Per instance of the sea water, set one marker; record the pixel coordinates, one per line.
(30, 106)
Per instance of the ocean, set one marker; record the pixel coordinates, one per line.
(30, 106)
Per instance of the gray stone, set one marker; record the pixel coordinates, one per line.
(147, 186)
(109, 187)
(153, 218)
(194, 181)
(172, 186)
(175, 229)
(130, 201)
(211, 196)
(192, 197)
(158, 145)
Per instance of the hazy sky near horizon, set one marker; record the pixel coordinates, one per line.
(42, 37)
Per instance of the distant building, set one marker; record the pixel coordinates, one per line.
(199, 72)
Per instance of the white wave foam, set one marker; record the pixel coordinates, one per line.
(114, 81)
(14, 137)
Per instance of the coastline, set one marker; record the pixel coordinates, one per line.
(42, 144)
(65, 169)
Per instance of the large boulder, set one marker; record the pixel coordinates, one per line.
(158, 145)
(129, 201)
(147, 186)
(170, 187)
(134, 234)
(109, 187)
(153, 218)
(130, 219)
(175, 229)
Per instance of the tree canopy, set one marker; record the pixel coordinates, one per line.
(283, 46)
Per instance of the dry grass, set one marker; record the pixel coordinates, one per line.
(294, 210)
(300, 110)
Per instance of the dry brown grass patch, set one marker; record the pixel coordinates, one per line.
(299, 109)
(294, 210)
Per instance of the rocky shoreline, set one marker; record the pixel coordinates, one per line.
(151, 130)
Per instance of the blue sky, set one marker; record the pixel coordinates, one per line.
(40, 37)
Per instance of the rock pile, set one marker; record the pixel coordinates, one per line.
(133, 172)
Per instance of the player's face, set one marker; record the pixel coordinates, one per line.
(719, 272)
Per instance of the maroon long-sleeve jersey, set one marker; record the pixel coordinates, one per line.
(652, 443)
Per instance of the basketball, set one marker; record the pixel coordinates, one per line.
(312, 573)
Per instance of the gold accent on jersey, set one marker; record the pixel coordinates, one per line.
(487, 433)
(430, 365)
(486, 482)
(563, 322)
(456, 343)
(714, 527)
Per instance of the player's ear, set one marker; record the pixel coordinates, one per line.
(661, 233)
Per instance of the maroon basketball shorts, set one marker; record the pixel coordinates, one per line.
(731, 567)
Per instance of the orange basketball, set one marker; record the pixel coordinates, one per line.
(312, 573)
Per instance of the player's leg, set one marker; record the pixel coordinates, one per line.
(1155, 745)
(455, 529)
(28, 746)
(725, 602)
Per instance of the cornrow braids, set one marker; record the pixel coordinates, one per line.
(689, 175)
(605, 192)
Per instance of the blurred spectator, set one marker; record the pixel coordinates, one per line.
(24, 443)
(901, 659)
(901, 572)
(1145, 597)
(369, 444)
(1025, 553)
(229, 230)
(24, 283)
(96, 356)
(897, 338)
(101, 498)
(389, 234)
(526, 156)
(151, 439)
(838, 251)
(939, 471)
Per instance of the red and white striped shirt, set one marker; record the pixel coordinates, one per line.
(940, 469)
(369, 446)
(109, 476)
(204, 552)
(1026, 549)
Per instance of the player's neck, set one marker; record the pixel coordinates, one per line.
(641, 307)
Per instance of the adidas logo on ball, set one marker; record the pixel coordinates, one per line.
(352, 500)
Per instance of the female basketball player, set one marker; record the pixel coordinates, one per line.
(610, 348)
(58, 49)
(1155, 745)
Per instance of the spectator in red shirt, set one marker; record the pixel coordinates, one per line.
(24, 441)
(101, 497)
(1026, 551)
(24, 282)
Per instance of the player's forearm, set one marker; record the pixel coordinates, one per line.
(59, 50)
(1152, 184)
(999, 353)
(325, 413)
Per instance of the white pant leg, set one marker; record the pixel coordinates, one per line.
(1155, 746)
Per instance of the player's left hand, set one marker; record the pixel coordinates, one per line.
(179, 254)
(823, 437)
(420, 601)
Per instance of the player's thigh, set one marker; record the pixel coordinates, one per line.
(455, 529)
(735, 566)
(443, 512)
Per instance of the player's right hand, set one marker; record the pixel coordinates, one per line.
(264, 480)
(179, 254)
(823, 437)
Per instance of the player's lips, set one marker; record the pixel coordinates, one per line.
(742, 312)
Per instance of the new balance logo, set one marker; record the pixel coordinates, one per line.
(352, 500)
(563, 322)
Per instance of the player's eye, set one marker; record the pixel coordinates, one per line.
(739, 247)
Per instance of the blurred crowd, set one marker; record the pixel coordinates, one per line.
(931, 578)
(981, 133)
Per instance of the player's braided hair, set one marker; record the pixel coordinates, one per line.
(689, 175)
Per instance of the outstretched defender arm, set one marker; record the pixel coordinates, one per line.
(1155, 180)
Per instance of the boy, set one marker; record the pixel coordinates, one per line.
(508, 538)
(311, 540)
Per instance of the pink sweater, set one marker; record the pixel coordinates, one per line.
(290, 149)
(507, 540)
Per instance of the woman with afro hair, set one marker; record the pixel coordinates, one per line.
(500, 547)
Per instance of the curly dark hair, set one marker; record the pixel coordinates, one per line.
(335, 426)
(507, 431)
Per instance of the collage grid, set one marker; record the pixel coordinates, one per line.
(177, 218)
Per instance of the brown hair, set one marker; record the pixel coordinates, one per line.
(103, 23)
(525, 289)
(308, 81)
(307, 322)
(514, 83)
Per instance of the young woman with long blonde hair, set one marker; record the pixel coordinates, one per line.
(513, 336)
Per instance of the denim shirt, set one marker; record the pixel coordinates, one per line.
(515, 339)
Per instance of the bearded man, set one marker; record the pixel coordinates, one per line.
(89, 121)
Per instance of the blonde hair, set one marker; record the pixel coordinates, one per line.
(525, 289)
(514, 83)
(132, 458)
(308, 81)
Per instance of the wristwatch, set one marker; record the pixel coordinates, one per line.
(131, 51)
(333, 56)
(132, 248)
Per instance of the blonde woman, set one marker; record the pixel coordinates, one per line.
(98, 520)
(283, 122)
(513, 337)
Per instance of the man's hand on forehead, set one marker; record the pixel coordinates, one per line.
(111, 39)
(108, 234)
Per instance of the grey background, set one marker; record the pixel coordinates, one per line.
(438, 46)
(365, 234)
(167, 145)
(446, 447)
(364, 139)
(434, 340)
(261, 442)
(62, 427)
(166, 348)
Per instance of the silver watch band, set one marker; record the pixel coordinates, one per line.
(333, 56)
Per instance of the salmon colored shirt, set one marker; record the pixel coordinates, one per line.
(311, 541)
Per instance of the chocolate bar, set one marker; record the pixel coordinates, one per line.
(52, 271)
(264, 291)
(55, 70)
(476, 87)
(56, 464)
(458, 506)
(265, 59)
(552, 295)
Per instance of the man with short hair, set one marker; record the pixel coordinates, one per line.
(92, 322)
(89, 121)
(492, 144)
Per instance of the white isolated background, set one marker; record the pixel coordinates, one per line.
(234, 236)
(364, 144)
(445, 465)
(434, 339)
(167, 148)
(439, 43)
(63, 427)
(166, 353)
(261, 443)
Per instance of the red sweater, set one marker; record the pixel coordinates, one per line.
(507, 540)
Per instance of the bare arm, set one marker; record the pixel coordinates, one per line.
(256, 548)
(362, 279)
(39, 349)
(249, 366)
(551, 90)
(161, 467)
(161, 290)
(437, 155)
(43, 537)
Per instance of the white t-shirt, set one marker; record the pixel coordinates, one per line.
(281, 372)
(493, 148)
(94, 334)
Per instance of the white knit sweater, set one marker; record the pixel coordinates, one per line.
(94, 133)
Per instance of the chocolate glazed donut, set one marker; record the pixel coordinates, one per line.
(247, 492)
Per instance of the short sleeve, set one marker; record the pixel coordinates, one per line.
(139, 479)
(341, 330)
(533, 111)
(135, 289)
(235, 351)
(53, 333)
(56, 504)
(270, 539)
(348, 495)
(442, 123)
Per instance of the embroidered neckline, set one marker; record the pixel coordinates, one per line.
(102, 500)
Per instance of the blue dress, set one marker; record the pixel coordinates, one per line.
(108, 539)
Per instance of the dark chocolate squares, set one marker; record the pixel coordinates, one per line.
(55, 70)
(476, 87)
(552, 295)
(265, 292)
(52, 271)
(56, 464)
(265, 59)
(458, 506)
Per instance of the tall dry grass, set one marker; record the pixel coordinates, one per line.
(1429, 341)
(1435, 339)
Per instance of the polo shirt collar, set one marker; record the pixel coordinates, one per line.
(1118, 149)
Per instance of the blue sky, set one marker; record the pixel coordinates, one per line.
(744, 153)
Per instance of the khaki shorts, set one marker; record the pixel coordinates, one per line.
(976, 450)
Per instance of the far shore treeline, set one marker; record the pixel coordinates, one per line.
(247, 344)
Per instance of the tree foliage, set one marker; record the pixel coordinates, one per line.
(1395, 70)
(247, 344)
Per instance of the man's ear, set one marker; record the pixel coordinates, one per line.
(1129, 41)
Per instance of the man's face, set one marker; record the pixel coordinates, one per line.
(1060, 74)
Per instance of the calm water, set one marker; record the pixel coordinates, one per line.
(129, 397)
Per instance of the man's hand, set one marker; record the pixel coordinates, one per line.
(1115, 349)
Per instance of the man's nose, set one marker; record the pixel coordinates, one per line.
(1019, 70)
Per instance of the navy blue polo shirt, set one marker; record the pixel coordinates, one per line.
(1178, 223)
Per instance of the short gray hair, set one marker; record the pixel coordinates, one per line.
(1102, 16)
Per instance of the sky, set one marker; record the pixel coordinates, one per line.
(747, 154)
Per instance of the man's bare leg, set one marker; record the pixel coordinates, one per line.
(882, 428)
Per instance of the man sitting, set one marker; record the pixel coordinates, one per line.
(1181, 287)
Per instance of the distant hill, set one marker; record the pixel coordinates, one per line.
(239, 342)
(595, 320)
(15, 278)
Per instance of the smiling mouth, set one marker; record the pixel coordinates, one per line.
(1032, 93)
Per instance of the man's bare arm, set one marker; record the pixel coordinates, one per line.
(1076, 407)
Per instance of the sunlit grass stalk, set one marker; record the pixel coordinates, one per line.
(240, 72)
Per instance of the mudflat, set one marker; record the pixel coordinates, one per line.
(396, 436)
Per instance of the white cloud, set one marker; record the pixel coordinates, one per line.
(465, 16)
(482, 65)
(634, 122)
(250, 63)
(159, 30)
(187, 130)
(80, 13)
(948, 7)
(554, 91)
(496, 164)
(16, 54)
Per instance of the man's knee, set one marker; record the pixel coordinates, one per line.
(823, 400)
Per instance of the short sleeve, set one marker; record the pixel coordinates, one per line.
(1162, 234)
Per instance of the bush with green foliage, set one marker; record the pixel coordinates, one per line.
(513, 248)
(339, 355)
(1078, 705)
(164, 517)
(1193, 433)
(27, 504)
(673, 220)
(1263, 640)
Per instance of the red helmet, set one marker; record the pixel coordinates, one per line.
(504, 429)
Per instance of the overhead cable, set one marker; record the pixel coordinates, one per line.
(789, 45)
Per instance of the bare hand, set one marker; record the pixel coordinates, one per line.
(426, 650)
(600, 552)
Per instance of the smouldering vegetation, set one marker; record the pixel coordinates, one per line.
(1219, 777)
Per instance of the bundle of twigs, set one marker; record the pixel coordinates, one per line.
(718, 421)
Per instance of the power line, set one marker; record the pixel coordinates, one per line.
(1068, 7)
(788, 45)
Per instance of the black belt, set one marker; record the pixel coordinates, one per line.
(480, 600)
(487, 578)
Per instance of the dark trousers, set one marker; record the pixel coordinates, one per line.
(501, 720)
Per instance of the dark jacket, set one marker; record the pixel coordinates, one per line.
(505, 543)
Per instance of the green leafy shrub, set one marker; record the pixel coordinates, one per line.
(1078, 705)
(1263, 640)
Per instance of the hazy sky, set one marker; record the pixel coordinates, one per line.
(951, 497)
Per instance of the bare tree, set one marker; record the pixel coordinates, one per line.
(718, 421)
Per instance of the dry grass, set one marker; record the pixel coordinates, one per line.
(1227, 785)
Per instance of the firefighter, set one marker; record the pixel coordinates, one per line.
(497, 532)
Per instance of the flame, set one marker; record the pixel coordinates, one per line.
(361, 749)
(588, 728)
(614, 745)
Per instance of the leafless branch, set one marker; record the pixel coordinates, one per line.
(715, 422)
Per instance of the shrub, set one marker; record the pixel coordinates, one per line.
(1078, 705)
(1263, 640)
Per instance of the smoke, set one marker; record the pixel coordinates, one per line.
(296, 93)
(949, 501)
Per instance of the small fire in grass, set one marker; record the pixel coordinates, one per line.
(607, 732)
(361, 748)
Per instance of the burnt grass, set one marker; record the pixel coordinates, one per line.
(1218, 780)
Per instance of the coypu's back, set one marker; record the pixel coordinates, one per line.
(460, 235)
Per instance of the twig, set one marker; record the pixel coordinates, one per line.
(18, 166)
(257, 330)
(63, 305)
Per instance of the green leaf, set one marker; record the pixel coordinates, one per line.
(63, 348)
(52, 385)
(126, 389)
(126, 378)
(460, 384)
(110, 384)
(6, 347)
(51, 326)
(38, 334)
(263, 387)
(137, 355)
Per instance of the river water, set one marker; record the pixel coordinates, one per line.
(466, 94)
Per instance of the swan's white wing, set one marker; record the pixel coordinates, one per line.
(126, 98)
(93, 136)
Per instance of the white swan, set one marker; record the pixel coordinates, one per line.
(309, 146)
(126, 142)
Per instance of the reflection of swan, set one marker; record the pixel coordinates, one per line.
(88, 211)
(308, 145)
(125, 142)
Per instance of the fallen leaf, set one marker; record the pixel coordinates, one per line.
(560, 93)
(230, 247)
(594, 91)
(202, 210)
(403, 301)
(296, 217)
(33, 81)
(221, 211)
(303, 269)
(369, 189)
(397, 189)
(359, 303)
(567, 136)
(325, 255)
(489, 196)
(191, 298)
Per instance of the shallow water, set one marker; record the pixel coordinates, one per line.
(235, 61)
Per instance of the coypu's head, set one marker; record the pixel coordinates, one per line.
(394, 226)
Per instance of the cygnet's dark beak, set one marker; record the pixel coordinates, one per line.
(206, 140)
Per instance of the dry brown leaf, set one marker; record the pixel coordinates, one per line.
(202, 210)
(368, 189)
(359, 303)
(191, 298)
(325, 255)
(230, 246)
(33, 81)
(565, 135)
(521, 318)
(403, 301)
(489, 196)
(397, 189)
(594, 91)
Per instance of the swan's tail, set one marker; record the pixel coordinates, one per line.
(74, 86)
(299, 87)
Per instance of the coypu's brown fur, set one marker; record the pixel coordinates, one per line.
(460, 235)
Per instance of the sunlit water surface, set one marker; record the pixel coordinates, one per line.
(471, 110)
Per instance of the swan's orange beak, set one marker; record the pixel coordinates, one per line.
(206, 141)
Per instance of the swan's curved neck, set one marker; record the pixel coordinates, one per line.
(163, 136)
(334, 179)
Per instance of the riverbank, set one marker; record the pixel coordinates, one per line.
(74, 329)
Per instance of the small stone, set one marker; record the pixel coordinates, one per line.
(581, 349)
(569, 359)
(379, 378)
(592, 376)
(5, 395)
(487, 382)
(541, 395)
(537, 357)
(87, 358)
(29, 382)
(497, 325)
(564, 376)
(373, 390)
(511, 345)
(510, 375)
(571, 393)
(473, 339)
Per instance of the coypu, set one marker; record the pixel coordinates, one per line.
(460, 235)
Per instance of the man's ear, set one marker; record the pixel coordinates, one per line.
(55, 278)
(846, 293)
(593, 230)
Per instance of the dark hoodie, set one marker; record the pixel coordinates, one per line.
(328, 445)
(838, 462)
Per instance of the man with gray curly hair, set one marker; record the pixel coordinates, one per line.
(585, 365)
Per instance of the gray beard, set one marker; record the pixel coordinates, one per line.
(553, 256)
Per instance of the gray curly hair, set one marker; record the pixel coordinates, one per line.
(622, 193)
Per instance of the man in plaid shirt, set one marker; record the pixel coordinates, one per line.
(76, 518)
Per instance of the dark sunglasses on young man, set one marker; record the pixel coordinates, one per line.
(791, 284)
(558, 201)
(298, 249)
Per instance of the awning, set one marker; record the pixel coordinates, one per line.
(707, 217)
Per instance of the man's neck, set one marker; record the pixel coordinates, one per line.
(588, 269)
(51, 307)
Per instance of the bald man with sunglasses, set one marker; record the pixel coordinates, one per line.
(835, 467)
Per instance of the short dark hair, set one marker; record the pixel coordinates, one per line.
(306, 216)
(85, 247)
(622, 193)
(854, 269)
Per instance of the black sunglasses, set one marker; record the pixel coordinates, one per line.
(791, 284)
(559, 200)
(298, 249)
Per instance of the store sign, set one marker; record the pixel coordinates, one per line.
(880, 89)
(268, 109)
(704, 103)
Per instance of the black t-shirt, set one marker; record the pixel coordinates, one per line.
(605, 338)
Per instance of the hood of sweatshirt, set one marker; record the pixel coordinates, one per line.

════════════════

All lines from the one containing "Per instance of the black t-shirt, set" through the final line of the listing above are to be reproduced exactly; include both and add nothing.

Per instance of the black t-shirt, set one marker; record the pixel coordinates, one per line.
(605, 338)
Per instance of the hood of sweatshirt, set one marker; record the pixel coordinates, one per line.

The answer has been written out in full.